Elegant normalization without adding fields, extra table. Best relationship

I have 2 tables I am trying to normalize. The problem is I don't want to create an offhand table with new fields, though a link table perhaps works. What is the most elegant way to convey that the "Nintendo" entry is BOTH a publisher and a developer? I don't want "Nintendo" to be duplicated. I am thinking a many-to-many relationship can be key here.
I want to stress that I absolutely want the developer and a publisher tables to remain. I don't mind creating a link between the 2 with a new relationship.
Here are the 2 tables I am trying to normalize:
Below is a solution I tried (I don't like it):
There is nothing wrong with your two tables.
In fact all you need is
developer(name) -- company [name] is a developer
publisher(name) -- company [name] is a publisher
Your changes have nothing to do with normalization. Normalization never creates new column names. 'I don't want "Nintendo" to be duplicated' is misconceived. There is nothing wrong per se with values appearing in multiple places. See the answers by sqlvogel & myself here.

§ **Information provided**
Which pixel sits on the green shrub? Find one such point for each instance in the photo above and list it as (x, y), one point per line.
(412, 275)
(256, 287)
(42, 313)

§ **The tasks**
1. According to the normalization thread, does normalization ever create new column names?
2. Rewrite the paragraph of the normalization thread that begins "I have 2 tables I am trying to normalize" as a short bulleted list that keeps its main facts.
3. Write out the part of the normalization thread exactly, starting with "I have 2 tables" and going on through "your two tables.".
The lines that come after the normalization thread are separate material.

§ **In response**
1. No, normalization never creates new column names.

2.
- The writer is trying to normalize 2 tables.
- They don't want an offhand table with new fields, though a link table might work.
- They want the most elegant way to show that "Nintendo" is both a publisher and a developer.
- They don't want "Nintendo" duplicated.
- They think a many-to-many relationship may be key.

3.
I have 2 tables I am trying to normalize. The problem is I don't want to create an offhand table with new fields, though a link table perhaps works. What is the most elegant way to convey that the "Nintendo" entry is BOTH a publisher and a developer? I don't want "Nintendo" to be duplicated. I am thinking a many-to-many relationship can be key here.
I want to stress that I absolutely want the developer and a publisher tables to remain. I don't mind creating a link between the 2 with a new relationship.
Here are the 2 tables I am trying to normalize:
Below is a solution I tried (I don't like it):
There is nothing wrong with your two tables.